Extracted data entries:
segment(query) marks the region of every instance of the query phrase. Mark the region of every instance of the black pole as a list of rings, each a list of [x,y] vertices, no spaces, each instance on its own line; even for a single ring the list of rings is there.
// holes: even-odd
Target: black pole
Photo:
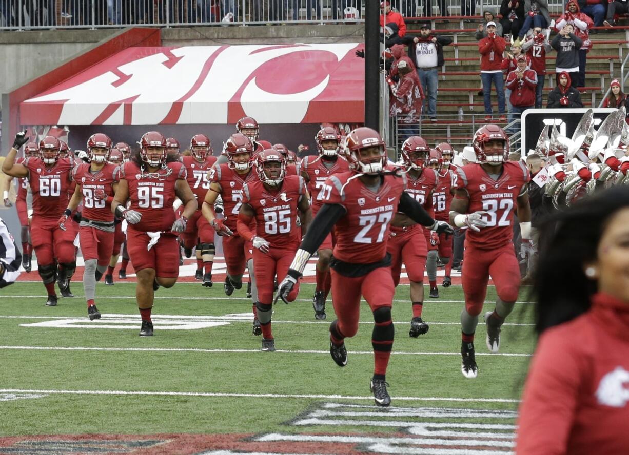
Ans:
[[[365,8],[365,126],[380,131],[380,0]]]

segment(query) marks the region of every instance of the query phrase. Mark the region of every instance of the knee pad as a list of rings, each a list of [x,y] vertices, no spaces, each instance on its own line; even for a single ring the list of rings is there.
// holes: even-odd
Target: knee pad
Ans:
[[[37,268],[37,272],[42,277],[44,284],[54,283],[57,280],[57,267],[54,264],[40,265]]]
[[[374,321],[376,324],[386,322],[391,320],[391,307],[381,307],[374,312]]]

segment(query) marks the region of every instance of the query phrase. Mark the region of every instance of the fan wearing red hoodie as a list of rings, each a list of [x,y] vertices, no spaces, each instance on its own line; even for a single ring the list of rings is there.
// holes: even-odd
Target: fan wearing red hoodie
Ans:
[[[496,34],[496,23],[487,23],[487,36],[478,43],[481,53],[481,80],[482,81],[483,101],[485,105],[485,121],[491,121],[493,111],[491,109],[491,83],[494,83],[498,96],[498,121],[506,121],[504,116],[504,80],[500,68],[503,61],[503,53],[506,47],[506,41]]]
[[[557,87],[548,94],[547,107],[582,107],[579,90],[571,86],[570,75],[565,71],[557,77]]]
[[[537,73],[531,69],[526,56],[518,56],[516,69],[507,76],[507,88],[511,90],[509,101],[511,111],[509,114],[509,123],[519,118],[522,112],[531,109],[535,104],[535,87],[537,85]],[[520,126],[511,130],[516,133]]]

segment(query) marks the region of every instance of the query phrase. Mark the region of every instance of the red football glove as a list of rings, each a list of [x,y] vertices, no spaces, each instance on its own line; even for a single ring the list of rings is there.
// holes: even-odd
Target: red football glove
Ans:
[[[438,245],[441,241],[439,240],[439,234],[437,234],[434,231],[430,231],[430,244],[433,246],[437,246]]]
[[[105,190],[103,189],[94,190],[94,199],[97,199],[98,200],[103,200],[107,197],[107,195],[105,194]]]

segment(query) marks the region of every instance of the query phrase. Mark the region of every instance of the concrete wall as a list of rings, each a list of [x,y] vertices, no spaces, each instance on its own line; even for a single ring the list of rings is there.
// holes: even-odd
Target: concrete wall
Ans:
[[[52,70],[115,30],[5,31],[0,33],[0,93]]]

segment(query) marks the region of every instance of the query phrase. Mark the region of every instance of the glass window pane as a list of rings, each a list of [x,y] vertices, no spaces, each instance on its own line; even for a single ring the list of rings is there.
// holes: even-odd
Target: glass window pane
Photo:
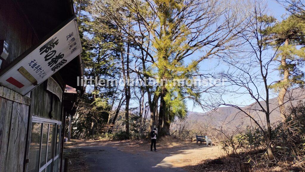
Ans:
[[[42,127],[42,142],[41,145],[41,156],[40,156],[40,167],[45,164],[47,154],[47,144],[48,142],[48,128],[49,124],[43,124]]]
[[[52,171],[51,170],[52,170],[52,163],[51,163],[49,164],[49,165],[47,167],[47,168],[45,169],[45,171],[46,172],[51,172]]]
[[[57,172],[57,170],[58,170],[57,167],[58,166],[58,163],[59,159],[59,158],[56,159],[54,161],[54,167],[53,168],[53,172]]]
[[[33,122],[32,124],[31,138],[29,151],[28,171],[38,171],[39,167],[39,149],[42,124]]]
[[[54,143],[54,139],[55,139],[55,125],[54,124],[50,124],[49,127],[49,139],[48,142],[48,160],[47,162],[48,162],[52,159],[52,152],[54,147],[53,143]]]
[[[57,125],[56,131],[56,144],[55,145],[55,156],[58,155],[59,152],[59,144],[60,136],[60,125]]]

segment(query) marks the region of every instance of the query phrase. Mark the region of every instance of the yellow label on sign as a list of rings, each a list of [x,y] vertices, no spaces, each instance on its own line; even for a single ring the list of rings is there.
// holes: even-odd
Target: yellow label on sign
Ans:
[[[37,85],[37,81],[30,73],[29,73],[28,72],[24,69],[24,67],[22,66],[20,67],[18,69],[18,71],[19,71],[19,72],[22,75],[22,76],[24,77],[27,78],[30,82],[31,82],[33,85]]]

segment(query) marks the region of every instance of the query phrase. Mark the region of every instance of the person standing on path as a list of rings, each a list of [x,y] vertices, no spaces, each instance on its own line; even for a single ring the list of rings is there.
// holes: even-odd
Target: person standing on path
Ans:
[[[150,151],[152,151],[152,145],[155,149],[155,152],[158,151],[156,149],[156,144],[157,142],[157,135],[158,134],[158,130],[156,128],[153,129],[150,132],[150,137],[152,139],[152,143],[150,144]]]

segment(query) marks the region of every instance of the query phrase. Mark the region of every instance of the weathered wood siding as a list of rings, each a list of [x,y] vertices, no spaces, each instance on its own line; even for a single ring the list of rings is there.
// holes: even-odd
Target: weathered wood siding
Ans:
[[[50,112],[52,112],[53,116],[52,119],[61,121],[62,102],[56,96],[46,90],[47,81],[47,80],[32,91],[30,114],[31,116],[49,118]]]
[[[0,171],[23,170],[29,108],[0,97]]]
[[[5,40],[9,46],[9,56],[2,62],[1,69],[38,41],[22,10],[14,2],[0,0],[0,39]],[[20,95],[11,96],[18,93],[9,90],[4,92],[7,88],[0,89],[0,172],[23,170],[27,134],[30,130],[27,128],[31,116],[49,118],[52,103],[53,119],[61,120],[61,102],[45,90],[45,84],[33,90],[30,100],[23,99]],[[30,108],[27,105],[28,102]]]
[[[2,62],[2,69],[38,41],[13,2],[0,0],[0,39],[5,40],[9,46],[9,55]],[[0,171],[22,171],[29,106],[17,100],[29,98],[22,99],[11,91],[5,92],[7,89],[0,90],[0,94],[10,99],[0,97]],[[13,94],[18,96],[11,96]]]

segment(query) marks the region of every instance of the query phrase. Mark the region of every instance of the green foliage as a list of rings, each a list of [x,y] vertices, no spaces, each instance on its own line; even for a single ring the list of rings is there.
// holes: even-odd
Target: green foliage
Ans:
[[[278,91],[293,84],[303,86],[304,74],[300,68],[305,61],[305,48],[298,46],[305,42],[305,21],[293,15],[281,22],[271,20],[274,24],[267,30],[270,45],[278,52],[274,60],[279,62],[278,70],[284,79],[271,88]]]

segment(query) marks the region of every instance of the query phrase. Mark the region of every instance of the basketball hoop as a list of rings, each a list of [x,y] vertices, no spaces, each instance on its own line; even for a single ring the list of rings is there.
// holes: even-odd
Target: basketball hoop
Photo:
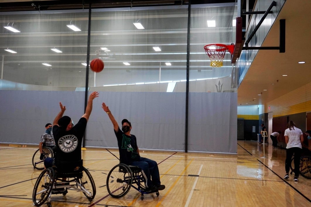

Written problem: Extract every line of the listing above and reproduce each one word for word, omitting the pictures.

Full response:
segment(query) marks the region of every instance of the query phrase. Mark the region of every instance of the black pole as a list of rings, each a list of [x,y] vertices, no spaces, each instance on its own line; even for a single ring the list of rings is there.
// holes: even-odd
Target: black pole
Photo:
Ans:
[[[365,8],[365,126],[380,131],[380,0]]]

segment(query) marks the region of every instance of the query phrase. Mark the region of every instance of the knee pad as a list of rings, each a list of [x,y] vertices, no spaces, each instance on its own line; even for a single ring the list of rings is there.
// holes: even-odd
Target: knee pad
Ans:
[[[37,268],[37,272],[42,277],[44,284],[54,283],[57,280],[57,267],[54,264],[40,265]]]
[[[374,321],[376,324],[386,322],[391,320],[391,307],[381,307],[374,312]]]

segment(query) marks the region of every instance of the query phrase. Mark the region of every instance of the fan wearing red hoodie as a list of rings, each a list of [x,y] vertices, no spaces, each instance on its own line; even for a single ring the list of rings is there.
// holes: even-odd
Target: fan wearing red hoodie
Ans:
[[[496,34],[496,23],[487,23],[487,36],[478,43],[481,53],[481,80],[482,81],[483,101],[485,105],[485,121],[491,121],[493,111],[491,109],[491,83],[494,83],[498,96],[498,121],[506,121],[504,116],[504,80],[500,68],[503,61],[503,53],[506,47],[506,41]]]
[[[557,87],[548,94],[547,107],[582,107],[579,90],[571,86],[570,75],[565,71],[557,77]]]
[[[537,73],[531,69],[526,56],[518,56],[516,69],[507,76],[507,88],[511,90],[509,101],[511,111],[509,114],[509,123],[519,118],[522,112],[531,109],[535,104],[535,87],[537,85]],[[520,126],[511,130],[516,133]]]

segment(query) marks the region of every instance of the query phrase. Mark the region of every instance of the red football glove as a list of rings, each a list of [x,y] vertices, no spaces, each instance on its own line; even for a single ring the list of rings is there.
// holes: even-odd
Target: red football glove
Ans:
[[[438,245],[441,241],[439,240],[439,234],[437,234],[434,231],[430,231],[430,244],[433,246],[437,246]]]
[[[105,190],[103,189],[94,190],[94,199],[97,199],[98,200],[103,200],[107,197],[107,195],[105,194]]]

segment(query) marks the region of every instance of the query phrase. Mark the region of every instance of the concrete wall as a list of rings, each a list of [x,y] vertices, no spaces, each instance on its own line; even for a single ring the list of rings is there.
// holes: even-odd
Target: concrete wall
Ans:
[[[52,70],[115,30],[5,31],[0,33],[0,93]]]

segment(query) marks the region of every instance of the query phrase. Mark the region of every instance of the glass window pane as a list of rings, each a list of [x,y] vertices, no spaces, each instance on its own line; even for a single ring the list of rings is there.
// holes: even-odd
Target: glass window pane
Photo:
Ans:
[[[42,127],[42,142],[41,145],[41,156],[40,156],[40,167],[45,164],[47,154],[47,144],[48,142],[48,128],[49,124],[43,124]]]
[[[52,171],[51,170],[52,170],[52,163],[51,163],[49,164],[49,165],[47,167],[47,168],[45,169],[45,171],[46,172],[51,172]]]
[[[57,172],[57,170],[58,170],[57,167],[58,166],[58,163],[59,159],[59,158],[56,159],[54,161],[54,167],[53,168],[53,172]]]
[[[33,122],[32,124],[31,138],[29,151],[28,171],[38,171],[39,167],[39,149],[42,124]]]
[[[54,143],[54,139],[55,139],[55,125],[54,124],[50,124],[49,127],[49,139],[48,142],[48,160],[47,162],[48,162],[52,159],[52,152],[54,147],[53,143]]]
[[[57,125],[56,131],[56,144],[55,145],[55,156],[58,155],[59,152],[59,144],[60,136],[60,125]]]

segment(query) marks the region of every instance of the query phrase. Mark the region of every instance of the yellow label on sign as a list of rings, each a list of [x,y] vertices, no spaces, each instance on its own line; even for a single ring the list of rings is there.
// holes: even-odd
Target: yellow label on sign
Ans:
[[[37,85],[37,81],[30,73],[29,73],[28,72],[24,69],[24,67],[22,66],[20,67],[18,69],[18,71],[19,71],[19,72],[22,75],[22,76],[24,77],[27,78],[30,82],[31,82],[33,85]]]

segment(query) marks the region of every instance of the query phrase. Mark the region of every instance of the person standing on path as a list of rings, each a list of [x,y] vertices, no spaces, each instance on its own line; even for a single ring the list of rings is there.
// holes: even-odd
Target: person standing on path
Ans:
[[[150,151],[152,151],[152,145],[155,149],[155,152],[158,151],[156,149],[156,144],[157,142],[157,135],[158,134],[158,130],[156,128],[153,129],[150,132],[150,137],[152,139],[152,143],[150,144]]]

segment(query) marks the region of every instance of the query phrase. Mark the region of every instance of the weathered wood siding as a list of rings, each a list of [x,y] vertices, no spaces, each instance on its own line; even for a single ring the list of rings is there.
// holes: even-odd
Target: weathered wood siding
Ans:
[[[50,112],[52,112],[53,116],[52,119],[61,121],[62,102],[56,96],[46,90],[47,81],[47,80],[32,91],[30,114],[31,116],[49,118]]]
[[[0,171],[23,170],[29,108],[0,97]]]
[[[5,40],[9,46],[9,56],[2,62],[1,69],[38,41],[22,10],[14,2],[0,0],[0,39]],[[20,95],[11,96],[18,93],[9,90],[4,92],[7,88],[0,89],[0,172],[23,170],[27,134],[30,130],[27,128],[31,116],[49,118],[52,103],[53,119],[61,120],[61,102],[45,90],[45,84],[33,90],[30,100],[23,99]],[[30,108],[27,105],[28,102]]]
[[[2,62],[2,69],[38,41],[13,2],[0,0],[0,39],[5,40],[9,46],[9,55]],[[0,171],[22,171],[29,106],[17,100],[29,98],[22,99],[11,91],[5,92],[7,89],[0,90],[0,94],[10,99],[0,97]],[[13,94],[18,96],[11,96]]]

segment(query) marks the region of every instance of the query phrase. Mark the region of every instance of the green foliage as a list of rings, each a list of [x,y] vertices, no spaces, each instance on its own line; even for a single ring the list of rings is there.
// holes: even-odd
Target: green foliage
Ans:
[[[278,91],[293,84],[303,86],[304,74],[300,68],[305,61],[305,48],[298,46],[305,42],[305,21],[293,15],[281,22],[271,20],[274,24],[267,30],[270,45],[278,52],[274,60],[279,62],[278,70],[284,79],[271,88]]]

segment(query) marks the region of every instance of the query phrase. Mark the region of every instance of the basketball hoop as a list of rings, each a list of [x,y] vertices, no spaces, each instance on its own line; even for a single ring the list of rings is there.
// holes: even-odd
Target: basketball hoop
Photo:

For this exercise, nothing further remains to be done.